(Beginning of DOCUMENT SECTION)

KOLKATA: A youth, who suffered an injury after a piece of a broken iron nail pierced one of his corneas, has lost vision in the right eye, with family members blaming it on clinical negligence.
Raja Naskar, a 23-year-old resident of Baruipur in South 24 Parganas district, was rushed to the Regional Institute of Ophthalmology (RIO) in Kolkata on Monday evening, after he sustained the injury during work at a printing press in the central part of the city.
According to the doctors at the RIO, the infection in the right eye was so severe that doctors had to amputate it to protect the other eye.
Asim Kumar Ghosh, the director of RIO in Kolkata, said doctors had "stitched the wound and toileted the blood" to arrest the infection before attempting to remove the foreign body from the eye.
"The youth's cornea was ruptured and we could not access the degree of damage caused to his retina. Such surgeries cannot take place at night because the procedure requires bigger machines and set up.
"Our doctors at the emergency took all form of precautionary measures to contain the infection and prescribed an USG to locate the broken piece of nail inside his eye," the opthalmologist said on Saturday.
The family members, however, claimed that the ultrasonography (UGC) section at the facility was closed for the day and the doctors had asked them to come the next day.
"We took him to RIO the next day (Tuesday) and the USG was carried out. We kept on requesting the doctors to expedite the surgery because my son was writhing in pain. But the surgery was conducted only on Wednesday.
"Even on Wednesday, the doctors were seen passing the responsibility among the team, thus delaying the process," Naskar's father said.
He claimed that his son did not get any relief after the surgery, following which the doctors decided to amputate the right eye.
"There was absolute negligence on part of the doctors at the RIO. They delayed the surgery and my son lost vision in his right eye," the father said, adding that he had lodged a complaint with the authorities at the institute.
Ghosh, however, rubbished the allegations of negligence and said the youth suffered severe infection in the right eye from the accident and the amputation was necessary.
"The infection could not be arrested, depite surgery. There were high chances of the infection spreading to the left eye and the brain. That's why our doctors decided to amputate the eye to save him from further danger. We had consulted the family members and performed the surgery only after getting their consent," he added.

(End of DOCUMENT SECTION)
(Beginning of DATA TO EXAMINE)

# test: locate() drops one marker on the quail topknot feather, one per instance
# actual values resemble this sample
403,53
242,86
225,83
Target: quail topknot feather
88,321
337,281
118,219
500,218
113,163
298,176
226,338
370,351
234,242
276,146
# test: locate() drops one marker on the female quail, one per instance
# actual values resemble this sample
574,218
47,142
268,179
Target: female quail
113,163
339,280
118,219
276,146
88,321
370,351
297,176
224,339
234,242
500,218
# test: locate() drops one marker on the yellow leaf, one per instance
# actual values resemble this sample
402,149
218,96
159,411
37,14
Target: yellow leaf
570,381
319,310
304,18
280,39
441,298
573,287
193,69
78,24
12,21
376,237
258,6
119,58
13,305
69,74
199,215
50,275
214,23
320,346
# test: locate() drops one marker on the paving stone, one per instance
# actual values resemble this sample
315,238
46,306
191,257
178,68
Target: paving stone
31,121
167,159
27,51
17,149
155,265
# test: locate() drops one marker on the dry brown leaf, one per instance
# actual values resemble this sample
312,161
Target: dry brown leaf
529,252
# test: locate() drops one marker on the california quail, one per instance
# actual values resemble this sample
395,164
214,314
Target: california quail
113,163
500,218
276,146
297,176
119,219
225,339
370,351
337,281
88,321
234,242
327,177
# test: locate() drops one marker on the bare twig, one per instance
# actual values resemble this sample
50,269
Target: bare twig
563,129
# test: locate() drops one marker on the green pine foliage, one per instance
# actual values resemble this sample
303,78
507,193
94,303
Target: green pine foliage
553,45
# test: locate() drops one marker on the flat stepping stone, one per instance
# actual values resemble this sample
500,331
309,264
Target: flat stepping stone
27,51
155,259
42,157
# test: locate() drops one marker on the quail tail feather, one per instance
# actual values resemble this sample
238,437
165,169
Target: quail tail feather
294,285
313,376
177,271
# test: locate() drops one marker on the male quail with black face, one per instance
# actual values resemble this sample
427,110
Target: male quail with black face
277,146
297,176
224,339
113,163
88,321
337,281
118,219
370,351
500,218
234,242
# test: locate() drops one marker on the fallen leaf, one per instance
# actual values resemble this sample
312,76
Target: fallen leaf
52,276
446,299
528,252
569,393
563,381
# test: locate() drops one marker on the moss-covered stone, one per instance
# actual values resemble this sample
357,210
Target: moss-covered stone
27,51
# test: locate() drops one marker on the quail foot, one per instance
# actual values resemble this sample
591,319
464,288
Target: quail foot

(End of DATA TO EXAMINE)

_THE PROBLEM:_
Please reproduce the passage of the news report about the eye injury from "Asim Kumar Ghosh, the" to "and set up.", word for word. The listing is separate material and has no connection to the news report above.

_WORKED SOLUTION:_
Asim Kumar Ghosh, the director of RIO in Kolkata, said doctors had "stitched the wound and toileted the blood" to arrest the infection before attempting to remove the foreign body from the eye.
"The youth's cornea was ruptured and we could not access the degree of damage caused to his retina. Such surgeries cannot take place at night because the procedure requires bigger machines and set up.